Work to be completed
Give back the material below word for word, leaving out the pictures.

··········

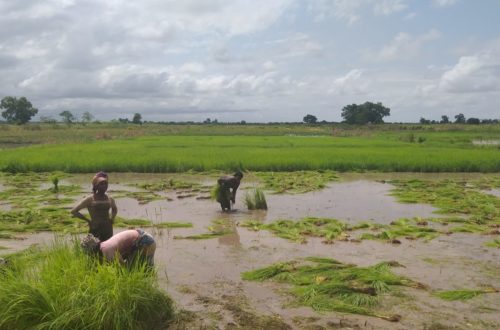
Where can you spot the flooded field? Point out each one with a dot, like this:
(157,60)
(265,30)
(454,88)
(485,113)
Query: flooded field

··········

Exercise result
Where can you spot the flooded field? Point out each one with a dot, like this:
(157,60)
(265,30)
(454,88)
(485,113)
Query: flooded field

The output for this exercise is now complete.